(Records from a point-labeling set)
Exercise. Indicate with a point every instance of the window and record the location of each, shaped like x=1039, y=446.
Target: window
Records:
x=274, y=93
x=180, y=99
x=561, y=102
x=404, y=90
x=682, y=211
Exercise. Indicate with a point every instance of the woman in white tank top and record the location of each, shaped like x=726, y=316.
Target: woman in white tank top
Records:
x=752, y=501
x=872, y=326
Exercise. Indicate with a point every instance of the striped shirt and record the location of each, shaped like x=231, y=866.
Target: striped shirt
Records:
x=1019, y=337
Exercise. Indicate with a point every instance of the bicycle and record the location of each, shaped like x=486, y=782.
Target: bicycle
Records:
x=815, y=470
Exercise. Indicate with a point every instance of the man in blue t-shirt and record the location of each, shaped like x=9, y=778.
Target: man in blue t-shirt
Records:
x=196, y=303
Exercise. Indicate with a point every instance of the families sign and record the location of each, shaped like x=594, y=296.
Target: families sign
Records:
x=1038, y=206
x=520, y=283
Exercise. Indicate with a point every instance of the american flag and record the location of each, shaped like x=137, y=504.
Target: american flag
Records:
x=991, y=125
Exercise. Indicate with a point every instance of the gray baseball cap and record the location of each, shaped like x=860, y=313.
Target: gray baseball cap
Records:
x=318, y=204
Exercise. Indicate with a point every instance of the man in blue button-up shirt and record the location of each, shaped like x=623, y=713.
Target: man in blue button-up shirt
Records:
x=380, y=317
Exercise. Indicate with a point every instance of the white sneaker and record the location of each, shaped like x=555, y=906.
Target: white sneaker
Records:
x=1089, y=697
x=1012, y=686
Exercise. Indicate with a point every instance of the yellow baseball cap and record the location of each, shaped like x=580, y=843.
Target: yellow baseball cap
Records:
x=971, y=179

» **Written problem**
Convert the items above into a two-column CSV with the headers "text" and "answer," one row per item. Put each item's text and its answer in a single quoted field each, with line breaks replaced by spaces.

» **Output for this exercise**
text,answer
"Exercise. Indicate with a point every instance of the window and record the location of each, shaped like x=1039, y=446. Target: window Records:","x=274, y=93 x=180, y=99 x=561, y=102 x=404, y=90 x=682, y=211"
"Exercise. Indicate with a point every instance of the woman in white tank top and record the location of each, shaped like x=726, y=316. Target: woman in white tank top Records:","x=752, y=501 x=872, y=326"
"Exercise. Indicate with a point every instance of the striped shirt and record the location of each, shaped like x=231, y=866. Target: striped shirt Records:","x=1019, y=337"
"Exercise. Indicate with a point every instance of the bicycle and record the location of each, shaped like x=486, y=782. Target: bicycle Records:","x=815, y=470"
"Exercise. Indicate with a point every instance of the man in blue t-shirt and record the location of each, shaped like x=9, y=778. Target: man in blue t-shirt Records:","x=196, y=303"
"Exercise. Indicate with a point every instance of the families sign and record the location of each, shaped like x=594, y=296. Target: families sign Records:","x=1038, y=206 x=520, y=283"
"Exercise. Indicate with a point every instance of the american flag and record the location of each, shaped like x=137, y=504. Target: american flag Records:","x=991, y=125"
"Exercise. Indicate with a point every instance of the gray baseball cap and record the location of each, shaped like x=860, y=313. Target: gray baseball cap Records:","x=318, y=204"
"Exercise. Indicate with a point every instance of the man in blue button-up shirt and record the location of each, shaped like x=623, y=713. Target: man in blue button-up shirt Records:","x=380, y=317"
"Exercise. Indicate with a point every instance of the white sneaker and record the location of each, shaped like x=555, y=906. Target: white sneaker Records:","x=1089, y=697 x=1012, y=686"
"Exercise. Indicate with a point every instance of the yellow baseball cap and record the location of each, shaped like x=580, y=843. Target: yellow baseball cap Records:","x=971, y=179"